====== Extracted information

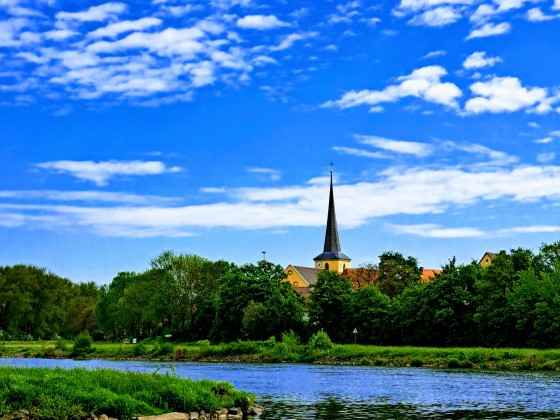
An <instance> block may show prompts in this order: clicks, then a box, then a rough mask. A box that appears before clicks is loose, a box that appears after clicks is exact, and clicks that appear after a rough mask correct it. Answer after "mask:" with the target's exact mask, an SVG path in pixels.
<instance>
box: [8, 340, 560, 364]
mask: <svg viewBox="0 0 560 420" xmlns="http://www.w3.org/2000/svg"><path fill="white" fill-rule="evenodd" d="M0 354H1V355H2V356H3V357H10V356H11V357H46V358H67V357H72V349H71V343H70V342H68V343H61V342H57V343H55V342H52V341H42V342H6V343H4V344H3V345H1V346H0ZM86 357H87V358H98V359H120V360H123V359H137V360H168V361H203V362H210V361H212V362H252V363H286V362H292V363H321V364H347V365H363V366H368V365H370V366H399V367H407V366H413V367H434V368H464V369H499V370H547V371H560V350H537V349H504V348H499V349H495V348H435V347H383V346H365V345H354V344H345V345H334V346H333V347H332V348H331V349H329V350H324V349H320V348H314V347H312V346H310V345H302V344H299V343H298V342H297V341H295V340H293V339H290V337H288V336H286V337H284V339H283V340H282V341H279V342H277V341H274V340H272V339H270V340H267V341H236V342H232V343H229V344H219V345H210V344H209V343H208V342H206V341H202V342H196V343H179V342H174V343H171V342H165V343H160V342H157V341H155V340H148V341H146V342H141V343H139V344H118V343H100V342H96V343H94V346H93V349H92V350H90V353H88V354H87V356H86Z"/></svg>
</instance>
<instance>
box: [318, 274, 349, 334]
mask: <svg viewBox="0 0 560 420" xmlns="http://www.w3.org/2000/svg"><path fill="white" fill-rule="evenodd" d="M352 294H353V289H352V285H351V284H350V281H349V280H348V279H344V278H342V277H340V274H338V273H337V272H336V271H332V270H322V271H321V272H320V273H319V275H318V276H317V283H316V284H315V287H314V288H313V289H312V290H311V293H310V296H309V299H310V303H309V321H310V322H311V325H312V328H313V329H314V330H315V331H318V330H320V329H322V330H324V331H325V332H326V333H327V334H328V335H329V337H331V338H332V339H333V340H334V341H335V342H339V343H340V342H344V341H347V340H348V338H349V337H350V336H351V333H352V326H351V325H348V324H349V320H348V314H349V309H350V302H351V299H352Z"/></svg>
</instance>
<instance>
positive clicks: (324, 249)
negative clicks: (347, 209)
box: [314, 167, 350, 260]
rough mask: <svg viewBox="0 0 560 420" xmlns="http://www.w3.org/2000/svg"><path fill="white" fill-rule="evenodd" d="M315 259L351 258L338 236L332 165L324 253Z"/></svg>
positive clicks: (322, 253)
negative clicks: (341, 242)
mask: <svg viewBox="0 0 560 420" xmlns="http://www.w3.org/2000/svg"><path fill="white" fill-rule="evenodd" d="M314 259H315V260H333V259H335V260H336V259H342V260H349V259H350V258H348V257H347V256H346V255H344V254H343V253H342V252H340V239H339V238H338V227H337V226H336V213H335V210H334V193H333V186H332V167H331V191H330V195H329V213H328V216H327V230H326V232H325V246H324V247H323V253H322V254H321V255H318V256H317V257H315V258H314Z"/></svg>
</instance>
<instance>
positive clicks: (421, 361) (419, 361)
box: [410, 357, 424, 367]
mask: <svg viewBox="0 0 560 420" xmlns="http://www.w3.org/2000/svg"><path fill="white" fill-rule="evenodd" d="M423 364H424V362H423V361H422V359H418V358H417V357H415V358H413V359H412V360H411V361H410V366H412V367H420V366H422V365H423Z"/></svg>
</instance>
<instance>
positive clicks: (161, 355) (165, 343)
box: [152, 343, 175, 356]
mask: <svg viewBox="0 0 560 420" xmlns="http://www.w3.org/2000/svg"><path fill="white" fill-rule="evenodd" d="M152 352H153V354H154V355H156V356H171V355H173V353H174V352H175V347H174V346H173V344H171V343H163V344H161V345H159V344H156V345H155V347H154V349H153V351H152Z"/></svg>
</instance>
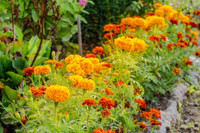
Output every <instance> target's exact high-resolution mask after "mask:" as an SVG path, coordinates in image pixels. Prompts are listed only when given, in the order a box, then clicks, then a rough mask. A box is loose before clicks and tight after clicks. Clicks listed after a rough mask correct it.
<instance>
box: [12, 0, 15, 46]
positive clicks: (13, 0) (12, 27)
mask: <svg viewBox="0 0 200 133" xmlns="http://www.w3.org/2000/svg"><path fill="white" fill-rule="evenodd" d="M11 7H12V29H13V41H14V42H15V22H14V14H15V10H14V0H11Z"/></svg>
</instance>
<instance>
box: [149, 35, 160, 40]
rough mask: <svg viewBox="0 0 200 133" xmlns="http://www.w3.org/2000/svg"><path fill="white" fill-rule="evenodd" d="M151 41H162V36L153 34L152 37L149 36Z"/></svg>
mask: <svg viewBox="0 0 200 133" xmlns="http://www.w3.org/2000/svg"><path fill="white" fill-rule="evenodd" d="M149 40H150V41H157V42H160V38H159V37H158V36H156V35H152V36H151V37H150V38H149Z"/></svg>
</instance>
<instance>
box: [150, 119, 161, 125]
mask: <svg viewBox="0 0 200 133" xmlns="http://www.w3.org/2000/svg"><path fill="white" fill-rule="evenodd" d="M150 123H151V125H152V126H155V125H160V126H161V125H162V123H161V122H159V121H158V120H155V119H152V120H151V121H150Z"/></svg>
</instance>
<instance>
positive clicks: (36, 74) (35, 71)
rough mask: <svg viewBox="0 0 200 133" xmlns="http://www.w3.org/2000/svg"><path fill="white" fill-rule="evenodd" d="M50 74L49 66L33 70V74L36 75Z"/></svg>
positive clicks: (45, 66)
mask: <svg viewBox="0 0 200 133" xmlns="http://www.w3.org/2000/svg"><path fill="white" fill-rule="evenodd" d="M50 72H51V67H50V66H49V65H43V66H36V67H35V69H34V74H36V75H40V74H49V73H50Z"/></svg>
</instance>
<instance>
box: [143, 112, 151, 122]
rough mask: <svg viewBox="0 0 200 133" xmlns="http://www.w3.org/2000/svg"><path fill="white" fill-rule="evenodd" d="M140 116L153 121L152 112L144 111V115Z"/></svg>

============

§ Your task: In the listing above, find the line with "box: [152, 343, 175, 356]" and the line with "positive clicks: (36, 74) (35, 71)". Copy both of them and every line between, exactly, but not the pictures.

§ Answer box:
box: [152, 343, 175, 356]
mask: <svg viewBox="0 0 560 420" xmlns="http://www.w3.org/2000/svg"><path fill="white" fill-rule="evenodd" d="M152 352H153V354H154V355H156V356H171V355H173V353H174V352H175V347H174V346H173V344H171V343H163V344H161V345H159V344H156V345H155V347H154V349H153V351H152Z"/></svg>
</instance>
Output every <instance> target's exact high-resolution mask after "mask:" as an SVG path, coordinates in image pixels. Prompts are listed only when given, in the order a box, then clicks, then a rough mask. A box is loose before clicks and tight after clicks. Clicks listed after a rough mask correct it.
<instance>
box: [12, 0, 15, 46]
positive clicks: (13, 0) (12, 27)
mask: <svg viewBox="0 0 200 133" xmlns="http://www.w3.org/2000/svg"><path fill="white" fill-rule="evenodd" d="M11 7H12V29H13V41H14V42H15V22H14V14H15V10H14V0H11Z"/></svg>
</instance>
<instance>
box: [149, 35, 160, 40]
rough mask: <svg viewBox="0 0 200 133" xmlns="http://www.w3.org/2000/svg"><path fill="white" fill-rule="evenodd" d="M151 41H162V36L153 34L152 37L149 36Z"/></svg>
mask: <svg viewBox="0 0 200 133" xmlns="http://www.w3.org/2000/svg"><path fill="white" fill-rule="evenodd" d="M149 40H150V41H157V42H160V38H159V37H158V36H156V35H152V36H151V37H150V38H149Z"/></svg>
</instance>
<instance>
box: [150, 119, 161, 125]
mask: <svg viewBox="0 0 200 133" xmlns="http://www.w3.org/2000/svg"><path fill="white" fill-rule="evenodd" d="M150 123H151V125H152V126H155V125H160V126H161V125H162V123H161V122H159V121H158V120H155V119H152V120H151V121H150Z"/></svg>
</instance>
<instance>
positive clicks: (36, 74) (35, 71)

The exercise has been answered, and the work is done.